*Working data*.
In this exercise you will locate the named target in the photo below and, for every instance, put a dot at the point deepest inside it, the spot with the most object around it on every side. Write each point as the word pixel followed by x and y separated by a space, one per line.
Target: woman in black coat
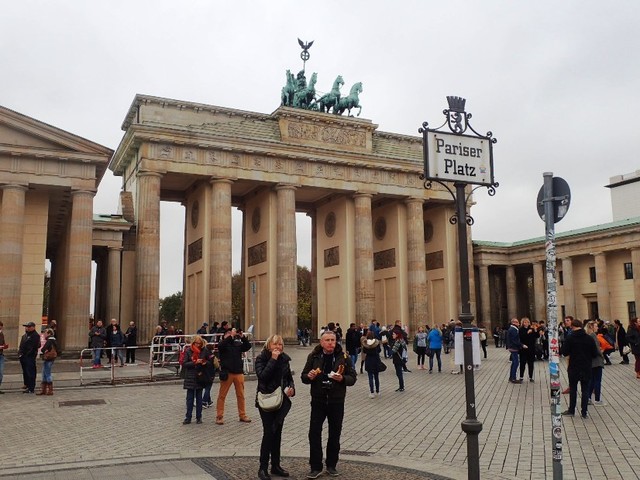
pixel 273 372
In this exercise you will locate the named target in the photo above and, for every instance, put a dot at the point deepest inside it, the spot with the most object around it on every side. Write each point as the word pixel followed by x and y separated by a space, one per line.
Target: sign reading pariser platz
pixel 459 158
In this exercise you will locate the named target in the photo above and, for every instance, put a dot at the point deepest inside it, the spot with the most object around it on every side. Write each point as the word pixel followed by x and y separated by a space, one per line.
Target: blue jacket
pixel 435 339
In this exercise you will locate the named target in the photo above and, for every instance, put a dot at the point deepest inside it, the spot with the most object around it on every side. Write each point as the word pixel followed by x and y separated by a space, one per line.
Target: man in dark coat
pixel 581 348
pixel 27 353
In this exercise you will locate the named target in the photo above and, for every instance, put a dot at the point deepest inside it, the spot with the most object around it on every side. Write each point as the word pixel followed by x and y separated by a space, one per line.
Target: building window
pixel 628 271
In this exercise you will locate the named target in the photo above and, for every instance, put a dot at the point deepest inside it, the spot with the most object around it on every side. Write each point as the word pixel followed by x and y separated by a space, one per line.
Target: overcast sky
pixel 556 82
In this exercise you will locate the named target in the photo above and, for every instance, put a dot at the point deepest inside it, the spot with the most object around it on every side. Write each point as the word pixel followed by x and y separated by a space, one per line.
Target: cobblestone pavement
pixel 135 431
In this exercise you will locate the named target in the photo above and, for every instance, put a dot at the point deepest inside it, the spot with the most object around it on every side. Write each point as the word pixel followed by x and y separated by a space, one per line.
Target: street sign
pixel 561 197
pixel 459 158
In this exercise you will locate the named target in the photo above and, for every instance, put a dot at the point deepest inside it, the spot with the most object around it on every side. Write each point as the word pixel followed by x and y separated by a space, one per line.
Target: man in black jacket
pixel 231 348
pixel 27 353
pixel 581 348
pixel 329 371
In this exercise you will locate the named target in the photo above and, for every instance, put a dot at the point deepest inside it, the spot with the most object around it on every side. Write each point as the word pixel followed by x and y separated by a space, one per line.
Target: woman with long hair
pixel 633 338
pixel 273 372
pixel 371 349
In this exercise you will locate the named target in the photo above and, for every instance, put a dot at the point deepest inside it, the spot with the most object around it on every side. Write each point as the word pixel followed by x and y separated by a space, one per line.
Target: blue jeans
pixel 1 368
pixel 374 380
pixel 515 362
pixel 398 367
pixel 46 371
pixel 96 356
pixel 595 385
pixel 194 393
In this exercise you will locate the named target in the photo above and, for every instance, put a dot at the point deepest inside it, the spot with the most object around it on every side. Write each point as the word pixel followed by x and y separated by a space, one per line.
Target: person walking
pixel 528 337
pixel 581 348
pixel 633 339
pixel 597 367
pixel 131 341
pixel 399 345
pixel 371 349
pixel 514 345
pixel 435 345
pixel 49 353
pixel 231 348
pixel 273 372
pixel 621 341
pixel 194 363
pixel 27 353
pixel 329 371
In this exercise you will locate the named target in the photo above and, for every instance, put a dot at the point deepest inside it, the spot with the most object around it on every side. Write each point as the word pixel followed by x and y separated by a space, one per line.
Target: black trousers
pixel 271 439
pixel 333 413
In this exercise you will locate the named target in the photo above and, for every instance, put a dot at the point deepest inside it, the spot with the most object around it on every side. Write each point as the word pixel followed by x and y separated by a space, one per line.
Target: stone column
pixel 416 265
pixel 602 286
pixel 287 266
pixel 12 211
pixel 113 283
pixel 485 296
pixel 220 252
pixel 568 287
pixel 512 300
pixel 77 286
pixel 363 243
pixel 635 265
pixel 539 293
pixel 148 255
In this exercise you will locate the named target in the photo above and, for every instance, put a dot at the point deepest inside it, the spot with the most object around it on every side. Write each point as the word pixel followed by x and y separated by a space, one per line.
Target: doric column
pixel 363 243
pixel 635 265
pixel 485 296
pixel 113 283
pixel 220 252
pixel 512 300
pixel 539 292
pixel 287 271
pixel 416 266
pixel 12 212
pixel 602 286
pixel 568 287
pixel 148 254
pixel 77 286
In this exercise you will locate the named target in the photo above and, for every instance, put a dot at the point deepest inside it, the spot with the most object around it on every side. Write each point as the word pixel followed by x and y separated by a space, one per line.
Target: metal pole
pixel 470 425
pixel 552 321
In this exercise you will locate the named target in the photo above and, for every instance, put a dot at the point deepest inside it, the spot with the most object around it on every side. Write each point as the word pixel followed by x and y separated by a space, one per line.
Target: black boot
pixel 263 474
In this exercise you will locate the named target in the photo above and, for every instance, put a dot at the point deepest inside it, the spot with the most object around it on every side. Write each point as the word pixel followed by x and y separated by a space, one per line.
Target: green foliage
pixel 172 309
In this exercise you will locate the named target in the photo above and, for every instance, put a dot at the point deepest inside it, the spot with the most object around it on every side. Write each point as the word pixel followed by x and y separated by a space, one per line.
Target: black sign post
pixel 462 159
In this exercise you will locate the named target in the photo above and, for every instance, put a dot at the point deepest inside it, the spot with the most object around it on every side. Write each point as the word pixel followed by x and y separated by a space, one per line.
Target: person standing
pixel 27 353
pixel 231 348
pixel 97 337
pixel 194 363
pixel 329 371
pixel 49 353
pixel 582 349
pixel 273 371
pixel 514 345
pixel 633 339
pixel 371 350
pixel 435 345
pixel 131 341
pixel 528 337
pixel 2 347
pixel 621 341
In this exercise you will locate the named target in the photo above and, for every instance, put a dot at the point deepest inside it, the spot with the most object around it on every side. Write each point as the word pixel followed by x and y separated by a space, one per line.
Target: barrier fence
pixel 163 359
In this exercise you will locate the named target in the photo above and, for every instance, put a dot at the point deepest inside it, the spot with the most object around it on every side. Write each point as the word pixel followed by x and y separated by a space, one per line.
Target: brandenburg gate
pixel 382 246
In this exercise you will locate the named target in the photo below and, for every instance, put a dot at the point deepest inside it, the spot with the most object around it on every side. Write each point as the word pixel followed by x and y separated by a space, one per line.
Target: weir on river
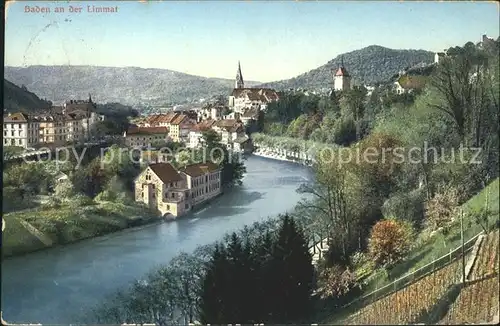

*Task instructions*. Please filter the records above down to the lines that contain the word "jacket", treating uppercase and lowercase as different.

*Problem solution*.
Target: blue jacket
Target: man in black jacket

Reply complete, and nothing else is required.